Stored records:
··········
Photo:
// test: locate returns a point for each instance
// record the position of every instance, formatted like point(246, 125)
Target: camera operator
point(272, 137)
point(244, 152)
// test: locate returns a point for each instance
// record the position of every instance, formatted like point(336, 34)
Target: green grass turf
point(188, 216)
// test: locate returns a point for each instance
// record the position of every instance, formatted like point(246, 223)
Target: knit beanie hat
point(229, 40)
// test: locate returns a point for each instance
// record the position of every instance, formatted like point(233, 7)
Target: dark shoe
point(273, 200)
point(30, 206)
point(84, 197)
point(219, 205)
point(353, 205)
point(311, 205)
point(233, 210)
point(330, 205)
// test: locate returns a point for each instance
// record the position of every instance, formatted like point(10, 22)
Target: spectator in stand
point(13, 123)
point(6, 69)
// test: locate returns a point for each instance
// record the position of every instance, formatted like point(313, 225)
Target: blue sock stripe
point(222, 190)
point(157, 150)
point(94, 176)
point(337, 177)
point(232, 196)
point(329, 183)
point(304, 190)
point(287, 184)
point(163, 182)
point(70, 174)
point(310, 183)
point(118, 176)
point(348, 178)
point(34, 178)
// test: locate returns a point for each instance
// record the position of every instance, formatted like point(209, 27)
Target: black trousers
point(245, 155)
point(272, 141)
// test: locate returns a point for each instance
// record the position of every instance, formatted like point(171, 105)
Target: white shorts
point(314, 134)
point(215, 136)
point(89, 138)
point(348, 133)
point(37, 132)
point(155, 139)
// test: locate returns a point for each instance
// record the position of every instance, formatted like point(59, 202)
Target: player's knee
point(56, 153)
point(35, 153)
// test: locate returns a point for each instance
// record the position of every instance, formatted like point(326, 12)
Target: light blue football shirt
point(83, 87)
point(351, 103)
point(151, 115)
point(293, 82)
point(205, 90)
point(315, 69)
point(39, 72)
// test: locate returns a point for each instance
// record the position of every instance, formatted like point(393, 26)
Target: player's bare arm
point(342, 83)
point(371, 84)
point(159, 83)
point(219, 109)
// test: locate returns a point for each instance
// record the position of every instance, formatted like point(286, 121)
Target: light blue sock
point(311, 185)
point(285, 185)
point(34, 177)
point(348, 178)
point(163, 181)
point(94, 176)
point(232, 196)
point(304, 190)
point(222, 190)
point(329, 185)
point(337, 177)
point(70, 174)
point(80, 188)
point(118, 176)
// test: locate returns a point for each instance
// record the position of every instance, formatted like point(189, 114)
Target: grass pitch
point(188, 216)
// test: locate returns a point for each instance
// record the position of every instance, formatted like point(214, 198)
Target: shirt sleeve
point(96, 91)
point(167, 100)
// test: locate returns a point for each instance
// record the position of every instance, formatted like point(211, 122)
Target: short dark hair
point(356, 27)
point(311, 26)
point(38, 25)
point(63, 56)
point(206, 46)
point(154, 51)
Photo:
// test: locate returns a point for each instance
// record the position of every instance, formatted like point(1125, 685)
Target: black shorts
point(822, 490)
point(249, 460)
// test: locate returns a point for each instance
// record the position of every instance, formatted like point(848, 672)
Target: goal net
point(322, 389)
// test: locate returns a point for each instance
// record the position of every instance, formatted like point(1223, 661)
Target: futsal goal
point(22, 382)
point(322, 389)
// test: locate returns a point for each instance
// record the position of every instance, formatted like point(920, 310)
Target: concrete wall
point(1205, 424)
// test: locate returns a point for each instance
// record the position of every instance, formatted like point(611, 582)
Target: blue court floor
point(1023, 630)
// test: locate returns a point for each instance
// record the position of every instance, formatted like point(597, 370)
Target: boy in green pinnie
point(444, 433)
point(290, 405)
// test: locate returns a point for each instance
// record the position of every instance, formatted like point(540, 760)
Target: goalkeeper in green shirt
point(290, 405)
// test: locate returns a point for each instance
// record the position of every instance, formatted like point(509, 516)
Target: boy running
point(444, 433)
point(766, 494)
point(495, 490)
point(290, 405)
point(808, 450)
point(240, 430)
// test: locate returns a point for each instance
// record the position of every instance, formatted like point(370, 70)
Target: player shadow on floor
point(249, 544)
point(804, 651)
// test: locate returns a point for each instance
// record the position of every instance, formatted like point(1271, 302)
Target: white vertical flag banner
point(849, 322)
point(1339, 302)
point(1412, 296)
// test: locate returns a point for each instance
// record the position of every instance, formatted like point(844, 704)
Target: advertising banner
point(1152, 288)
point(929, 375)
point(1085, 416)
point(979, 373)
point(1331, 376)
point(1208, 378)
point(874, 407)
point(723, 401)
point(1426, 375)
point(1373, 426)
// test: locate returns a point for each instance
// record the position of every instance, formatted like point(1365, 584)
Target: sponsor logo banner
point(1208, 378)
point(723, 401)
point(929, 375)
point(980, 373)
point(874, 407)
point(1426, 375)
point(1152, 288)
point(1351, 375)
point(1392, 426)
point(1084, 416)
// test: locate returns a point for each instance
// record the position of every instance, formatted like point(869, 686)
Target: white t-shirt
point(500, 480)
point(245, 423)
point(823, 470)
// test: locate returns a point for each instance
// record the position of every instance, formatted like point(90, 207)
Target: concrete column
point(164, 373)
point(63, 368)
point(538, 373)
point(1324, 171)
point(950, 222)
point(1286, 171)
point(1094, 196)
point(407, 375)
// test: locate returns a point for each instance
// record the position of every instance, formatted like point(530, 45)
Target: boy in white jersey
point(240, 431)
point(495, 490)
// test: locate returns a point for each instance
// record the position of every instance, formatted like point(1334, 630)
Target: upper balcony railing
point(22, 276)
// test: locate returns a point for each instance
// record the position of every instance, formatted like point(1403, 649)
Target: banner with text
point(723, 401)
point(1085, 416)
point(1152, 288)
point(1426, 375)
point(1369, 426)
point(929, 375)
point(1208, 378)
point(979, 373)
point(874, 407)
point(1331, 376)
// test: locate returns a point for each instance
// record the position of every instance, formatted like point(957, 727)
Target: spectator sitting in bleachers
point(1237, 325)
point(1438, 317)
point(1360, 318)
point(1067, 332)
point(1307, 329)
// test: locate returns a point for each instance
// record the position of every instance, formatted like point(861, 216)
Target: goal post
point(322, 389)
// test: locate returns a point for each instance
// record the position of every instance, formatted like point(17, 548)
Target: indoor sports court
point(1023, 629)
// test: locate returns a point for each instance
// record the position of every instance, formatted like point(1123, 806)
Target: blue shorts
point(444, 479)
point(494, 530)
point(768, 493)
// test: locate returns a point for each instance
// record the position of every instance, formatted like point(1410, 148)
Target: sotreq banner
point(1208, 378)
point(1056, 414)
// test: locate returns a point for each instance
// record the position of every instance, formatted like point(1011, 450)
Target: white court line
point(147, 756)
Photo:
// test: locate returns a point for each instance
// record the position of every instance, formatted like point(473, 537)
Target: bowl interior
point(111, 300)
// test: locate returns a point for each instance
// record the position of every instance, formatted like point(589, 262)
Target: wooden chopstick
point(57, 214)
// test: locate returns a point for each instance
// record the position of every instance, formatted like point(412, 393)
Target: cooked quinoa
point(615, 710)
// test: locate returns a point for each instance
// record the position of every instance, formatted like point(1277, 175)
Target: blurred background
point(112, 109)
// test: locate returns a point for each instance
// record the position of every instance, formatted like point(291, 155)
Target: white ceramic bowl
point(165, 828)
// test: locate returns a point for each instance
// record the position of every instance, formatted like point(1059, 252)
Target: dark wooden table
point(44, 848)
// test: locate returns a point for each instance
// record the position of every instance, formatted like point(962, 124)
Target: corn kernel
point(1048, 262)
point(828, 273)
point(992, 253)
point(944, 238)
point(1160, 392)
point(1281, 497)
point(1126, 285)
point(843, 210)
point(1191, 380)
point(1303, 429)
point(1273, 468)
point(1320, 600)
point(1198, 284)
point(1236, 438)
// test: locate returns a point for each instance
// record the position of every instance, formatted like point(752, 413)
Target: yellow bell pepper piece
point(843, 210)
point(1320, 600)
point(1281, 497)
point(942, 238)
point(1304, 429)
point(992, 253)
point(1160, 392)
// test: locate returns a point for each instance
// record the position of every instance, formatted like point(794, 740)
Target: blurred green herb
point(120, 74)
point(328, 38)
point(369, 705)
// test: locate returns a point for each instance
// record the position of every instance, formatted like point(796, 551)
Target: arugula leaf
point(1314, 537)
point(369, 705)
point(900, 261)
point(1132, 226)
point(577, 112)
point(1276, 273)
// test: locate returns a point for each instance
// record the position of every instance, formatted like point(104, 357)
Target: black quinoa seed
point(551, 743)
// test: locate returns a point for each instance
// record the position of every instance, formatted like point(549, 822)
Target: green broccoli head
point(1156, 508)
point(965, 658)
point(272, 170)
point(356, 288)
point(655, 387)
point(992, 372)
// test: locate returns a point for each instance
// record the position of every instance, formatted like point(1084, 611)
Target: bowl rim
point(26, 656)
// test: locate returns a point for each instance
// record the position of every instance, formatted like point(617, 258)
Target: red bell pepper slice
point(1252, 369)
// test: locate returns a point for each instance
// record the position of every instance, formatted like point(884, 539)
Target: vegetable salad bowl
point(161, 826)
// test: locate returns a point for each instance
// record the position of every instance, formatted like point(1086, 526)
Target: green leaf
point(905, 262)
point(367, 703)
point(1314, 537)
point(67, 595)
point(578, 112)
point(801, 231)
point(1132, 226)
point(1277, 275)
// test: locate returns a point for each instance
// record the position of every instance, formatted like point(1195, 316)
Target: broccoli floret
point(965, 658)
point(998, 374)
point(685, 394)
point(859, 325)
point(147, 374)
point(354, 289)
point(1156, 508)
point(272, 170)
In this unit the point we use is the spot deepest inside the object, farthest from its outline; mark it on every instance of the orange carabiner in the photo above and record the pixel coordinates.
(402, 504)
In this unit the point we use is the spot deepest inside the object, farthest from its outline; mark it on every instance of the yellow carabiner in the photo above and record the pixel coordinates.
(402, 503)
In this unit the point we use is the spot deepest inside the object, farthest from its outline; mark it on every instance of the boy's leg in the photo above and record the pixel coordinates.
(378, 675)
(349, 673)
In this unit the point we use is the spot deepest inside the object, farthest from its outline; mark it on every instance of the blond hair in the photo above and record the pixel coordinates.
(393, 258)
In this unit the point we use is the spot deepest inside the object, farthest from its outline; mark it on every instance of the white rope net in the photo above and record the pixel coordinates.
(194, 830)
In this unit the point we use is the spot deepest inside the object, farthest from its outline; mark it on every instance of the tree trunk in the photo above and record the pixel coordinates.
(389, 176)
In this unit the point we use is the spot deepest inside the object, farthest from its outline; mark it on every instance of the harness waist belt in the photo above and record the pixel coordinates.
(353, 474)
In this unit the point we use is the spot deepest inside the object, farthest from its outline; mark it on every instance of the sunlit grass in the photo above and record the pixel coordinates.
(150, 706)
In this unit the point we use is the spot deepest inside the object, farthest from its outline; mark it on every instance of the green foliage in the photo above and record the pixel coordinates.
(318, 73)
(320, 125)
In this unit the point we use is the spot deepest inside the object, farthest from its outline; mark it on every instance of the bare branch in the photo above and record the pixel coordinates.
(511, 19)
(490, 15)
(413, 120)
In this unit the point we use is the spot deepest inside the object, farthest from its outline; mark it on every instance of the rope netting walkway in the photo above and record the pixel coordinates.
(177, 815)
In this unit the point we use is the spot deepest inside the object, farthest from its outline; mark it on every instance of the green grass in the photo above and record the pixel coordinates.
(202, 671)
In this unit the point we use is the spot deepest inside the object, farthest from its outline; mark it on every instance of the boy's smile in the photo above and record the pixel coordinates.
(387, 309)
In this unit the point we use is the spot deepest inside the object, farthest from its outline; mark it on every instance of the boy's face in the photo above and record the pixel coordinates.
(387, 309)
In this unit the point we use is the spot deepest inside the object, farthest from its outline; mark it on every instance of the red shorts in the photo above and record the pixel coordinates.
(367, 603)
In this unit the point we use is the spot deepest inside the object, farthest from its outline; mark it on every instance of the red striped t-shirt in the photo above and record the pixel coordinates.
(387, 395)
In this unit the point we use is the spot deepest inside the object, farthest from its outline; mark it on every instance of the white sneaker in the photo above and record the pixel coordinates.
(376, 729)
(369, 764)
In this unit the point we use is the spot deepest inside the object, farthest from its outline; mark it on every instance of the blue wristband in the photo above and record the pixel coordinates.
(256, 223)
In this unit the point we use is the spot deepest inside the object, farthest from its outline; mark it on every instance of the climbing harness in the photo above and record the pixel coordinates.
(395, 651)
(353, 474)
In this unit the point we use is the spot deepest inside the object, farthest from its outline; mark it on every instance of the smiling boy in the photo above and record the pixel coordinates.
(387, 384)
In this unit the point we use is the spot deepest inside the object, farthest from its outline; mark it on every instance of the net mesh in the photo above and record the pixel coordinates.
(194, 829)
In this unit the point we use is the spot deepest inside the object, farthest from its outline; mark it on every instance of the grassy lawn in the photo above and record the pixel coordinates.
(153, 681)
··········
Goal of the exercise
Only the lines above starting with the one with "Target: upper balcony railing" and going through the one with "like point(1403, 649)" are to be copied, word for word and with both ends kept.

Exercise solution
Target: upper balcony railing
point(22, 276)
// test: locate returns a point for each instance
// record the position of every instance, formatted like point(1403, 649)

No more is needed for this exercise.